• [TASK DIRECTIONS]: Reproduce the listing exactly, please, with every line intact.

• [SOURCE INFORMATION]:
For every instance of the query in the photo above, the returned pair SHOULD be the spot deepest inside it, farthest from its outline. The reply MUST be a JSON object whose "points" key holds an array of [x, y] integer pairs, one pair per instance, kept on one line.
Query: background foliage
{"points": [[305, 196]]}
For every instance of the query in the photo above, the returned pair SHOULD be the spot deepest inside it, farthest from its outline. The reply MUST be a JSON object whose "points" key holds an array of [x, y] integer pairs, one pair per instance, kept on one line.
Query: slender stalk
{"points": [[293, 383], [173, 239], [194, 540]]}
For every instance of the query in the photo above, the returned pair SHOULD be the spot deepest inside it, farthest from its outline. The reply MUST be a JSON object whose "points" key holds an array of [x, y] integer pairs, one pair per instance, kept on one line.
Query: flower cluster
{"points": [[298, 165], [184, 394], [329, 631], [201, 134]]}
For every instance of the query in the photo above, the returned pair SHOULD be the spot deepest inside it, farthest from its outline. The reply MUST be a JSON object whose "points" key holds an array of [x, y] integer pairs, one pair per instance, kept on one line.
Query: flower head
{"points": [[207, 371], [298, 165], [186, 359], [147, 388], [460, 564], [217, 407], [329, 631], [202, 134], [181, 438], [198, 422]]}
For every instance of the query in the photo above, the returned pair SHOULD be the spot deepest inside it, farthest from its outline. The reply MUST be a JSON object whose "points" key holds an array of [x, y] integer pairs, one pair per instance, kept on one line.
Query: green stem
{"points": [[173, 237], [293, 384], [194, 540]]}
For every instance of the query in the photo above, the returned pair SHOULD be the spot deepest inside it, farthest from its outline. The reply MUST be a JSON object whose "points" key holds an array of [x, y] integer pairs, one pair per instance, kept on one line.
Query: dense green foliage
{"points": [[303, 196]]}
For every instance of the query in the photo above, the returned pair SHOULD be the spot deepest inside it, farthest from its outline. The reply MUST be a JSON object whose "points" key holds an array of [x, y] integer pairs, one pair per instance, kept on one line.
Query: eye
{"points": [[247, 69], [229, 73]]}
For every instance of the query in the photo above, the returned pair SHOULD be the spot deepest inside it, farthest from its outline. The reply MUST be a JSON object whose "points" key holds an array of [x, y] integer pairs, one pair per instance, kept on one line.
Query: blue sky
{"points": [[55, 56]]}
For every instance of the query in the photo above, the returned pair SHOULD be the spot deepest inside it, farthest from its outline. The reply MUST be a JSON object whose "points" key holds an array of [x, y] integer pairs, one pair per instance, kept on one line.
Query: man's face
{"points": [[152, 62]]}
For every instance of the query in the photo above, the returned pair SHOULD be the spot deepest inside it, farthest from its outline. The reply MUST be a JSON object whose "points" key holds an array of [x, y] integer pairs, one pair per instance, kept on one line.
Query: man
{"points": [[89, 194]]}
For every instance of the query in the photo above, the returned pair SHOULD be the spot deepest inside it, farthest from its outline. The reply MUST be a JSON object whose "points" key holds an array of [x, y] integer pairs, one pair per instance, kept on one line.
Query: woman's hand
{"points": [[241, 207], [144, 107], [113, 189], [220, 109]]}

• [REPLY]:
For every instance of the query in the photo above, the returned pair SHOULD be the spot deepest inside it, farthest from its outline. The reply MUST be a JSON object whose "points" key holds an array of [x, y] integer pairs, one pair per instance, kept on one line.
Query: background foliage
{"points": [[305, 196]]}
For every instance of the query in the photo above, the returned pair SHOULD be the spot deepest inside it, farthest from its outline. The reply MUST be a JSON object whose "points" key holds an array of [x, y] integer pairs, one pair per instance, kept on one line.
Query: slender stalk
{"points": [[293, 383], [173, 239], [194, 540]]}
For every instance of the query in the photo above, the returned pair SHOULD be the spot deepest inside it, farthest from its outline. The reply MUST be a JSON object whose "points" key holds an array of [x, y] integer pairs, one pair per instance, kept on one line.
Query: flower cluster
{"points": [[298, 165], [184, 394], [329, 631], [201, 134]]}
For every instance of the query in the photo above, the returned pair SHOULD be the spot deepest inside it, farthest from its outline. The reply MUST be a JSON object whose "points" key holds an array of [x, y] integer pairs, one pair per instance, kept on one line.
Query: flower head
{"points": [[207, 371], [298, 165], [186, 359], [147, 388], [460, 564], [217, 407], [329, 631], [202, 134], [181, 438], [198, 422]]}
For every instance of the query in the photo above, the returned pair SHOULD be the spot deepest inside it, farthest from its outline. The reply MUST be a JSON object whose "points" key holds an array of [x, y] integer pairs, one pair per instance, kept on one line.
Query: green stem
{"points": [[173, 237], [293, 384], [194, 540]]}
For every instance of the query in the photo above, the returned pair SHOULD be the spot deepest inside it, farthest from its outline. The reply MUST be a JSON object whose "points" key holds an array of [x, y] integer pairs, one pair per instance, kept on one line.
Query: dense green foliage
{"points": [[303, 196]]}
For every instance of the query in the photo above, the returned pair SHOULD be the spot deepest inside it, farthest from its outline. The reply MUST be a JSON object whose "points" key holds an array of [x, y] integer pairs, one pair per instance, kept on one line.
Query: eye
{"points": [[247, 69], [229, 73]]}
For every instance of the query in the photo above, the returned pair SHOULD be the spot deepest inside it, farthest from its outline. The reply MUST be a JSON object whose "points" key holds an array of [x, y] integer pairs, one pair per instance, kept on one line.
Query: blue sky
{"points": [[55, 56]]}
For every instance of the query in the photo above, the returned pair SHOULD be the spot deepest inside it, farthest from its outline. The reply MUST be a JSON object whose "points" key holds an array of [x, y] integer pairs, one pair per instance, kept on one line.
Query: man's face
{"points": [[152, 62]]}
For every instance of the query in the photo above, the returned pair SHOULD be the spot deepest inside it, farthest from its outline. The reply MUST be a JSON object whose "points" key holds an array of [x, y] integer pairs, one pair per instance, kept on one line.
Query: man
{"points": [[89, 194]]}
For every instance of the query in the photo above, the returned pair SHOULD be the spot deepest inside it, farthest from its outline. The reply MUST be a JSON object whose "points" key holds an array of [x, y] integer pairs, one pair per instance, kept on one line.
Query: woman's hand
{"points": [[241, 207], [144, 107], [113, 189], [220, 109]]}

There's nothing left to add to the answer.